__Your goal__: Exactly and only the lines from the one containing "structure shown in the photo above." through the close of the entries below are to be set down.

[Referring expression data]

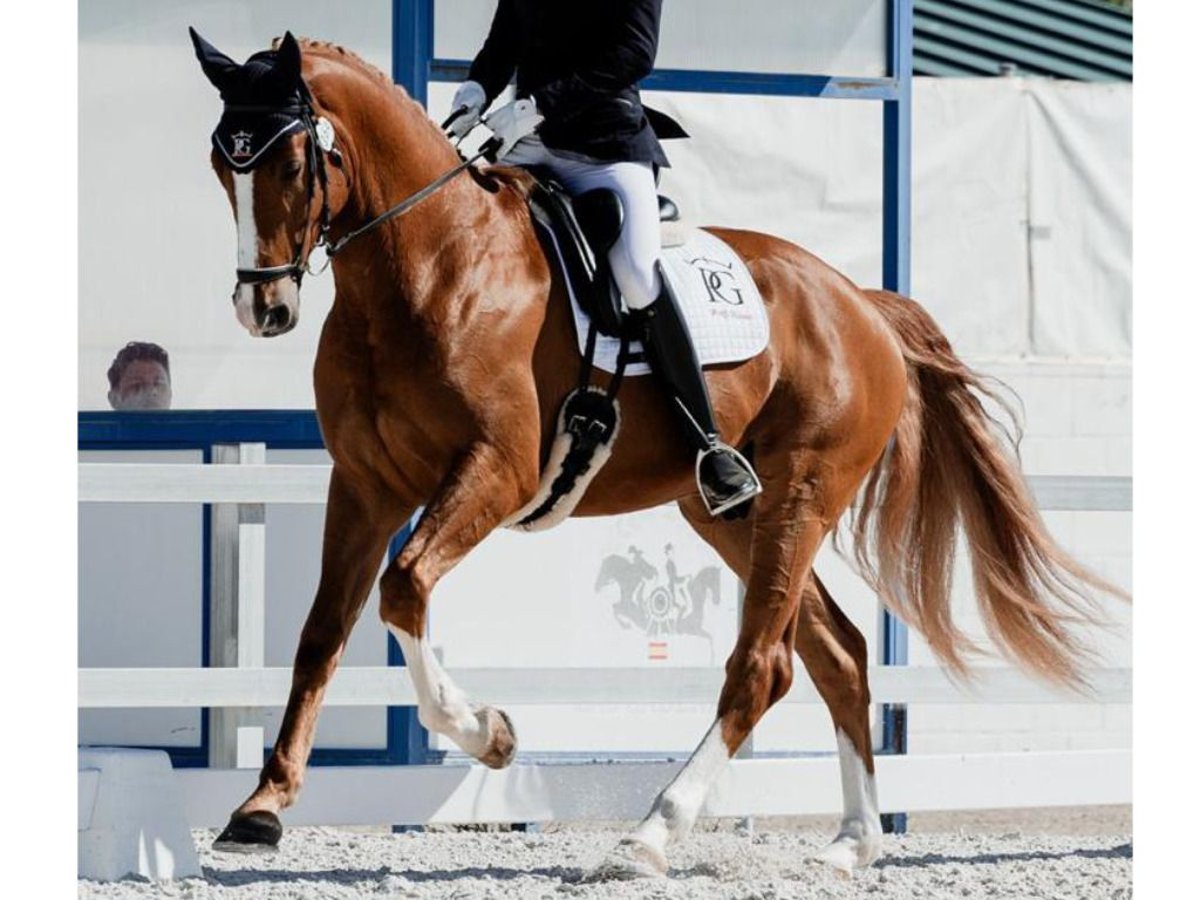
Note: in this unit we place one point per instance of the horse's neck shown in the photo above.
(396, 154)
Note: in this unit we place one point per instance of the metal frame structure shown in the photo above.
(533, 791)
(277, 430)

__Task result__:
Note: in this unit we place one point per instance of the metal frame structure shown in the photo above.
(533, 791)
(277, 430)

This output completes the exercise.